◆ **Exercise input**
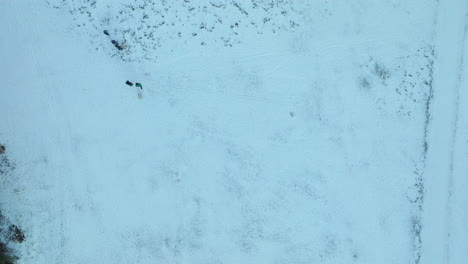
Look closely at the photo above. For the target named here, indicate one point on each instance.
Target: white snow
(296, 136)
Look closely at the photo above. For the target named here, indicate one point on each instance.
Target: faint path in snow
(440, 132)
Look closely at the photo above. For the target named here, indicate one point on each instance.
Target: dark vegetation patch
(9, 232)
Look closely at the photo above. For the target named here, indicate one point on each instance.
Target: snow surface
(269, 131)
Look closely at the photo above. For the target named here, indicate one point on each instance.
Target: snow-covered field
(267, 131)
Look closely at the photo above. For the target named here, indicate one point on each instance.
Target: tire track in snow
(448, 205)
(441, 114)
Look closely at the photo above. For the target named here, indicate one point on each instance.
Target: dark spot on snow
(381, 71)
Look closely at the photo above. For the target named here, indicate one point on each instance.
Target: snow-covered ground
(268, 131)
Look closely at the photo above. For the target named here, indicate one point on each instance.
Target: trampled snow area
(267, 131)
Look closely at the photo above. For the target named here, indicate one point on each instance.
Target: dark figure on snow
(116, 45)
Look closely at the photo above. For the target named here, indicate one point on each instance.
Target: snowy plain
(269, 131)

◆ **Problem to work on**
Omit the pictures. Output every record above word for word.

◆ **Reply to the exercise**
Look closely at the photo above. For the target named here, indicate one point on each instance.
Target: white snow
(296, 136)
Look closely at the photo above. For the target named here, indicate one point on each instance.
Target: faint path in snow
(440, 132)
Look closely at the photo above. For the target named here, indicate one point on each instance.
Target: dark vegetation patch
(9, 232)
Look closely at the photo above. For the target named here, indicate one point on each instance.
Target: snow surface
(269, 131)
Look closely at the photo above. For the target named here, indicate one point on each instance.
Target: snow-covered field
(267, 131)
Look closely at the photo above. For the target named here, indicate one point on each instance.
Target: tire track in snow
(448, 205)
(441, 114)
Look closely at the photo above. For the target named here, indicate one point on each instance.
Target: dark spot on snow
(381, 71)
Look closely at the photo above. For the target named here, indicate one point on each instance.
Target: snow-covered ground
(268, 131)
Look closely at the photo above. For the target named here, indicate one point on each instance.
Target: trampled snow area
(267, 131)
Look closely at the photo above. For the target named here, indicate one point on each instance.
Target: dark figure on snow
(116, 45)
Look closely at the photo above. For the target named here, indicate one point on each instance.
Target: snowy plain
(269, 131)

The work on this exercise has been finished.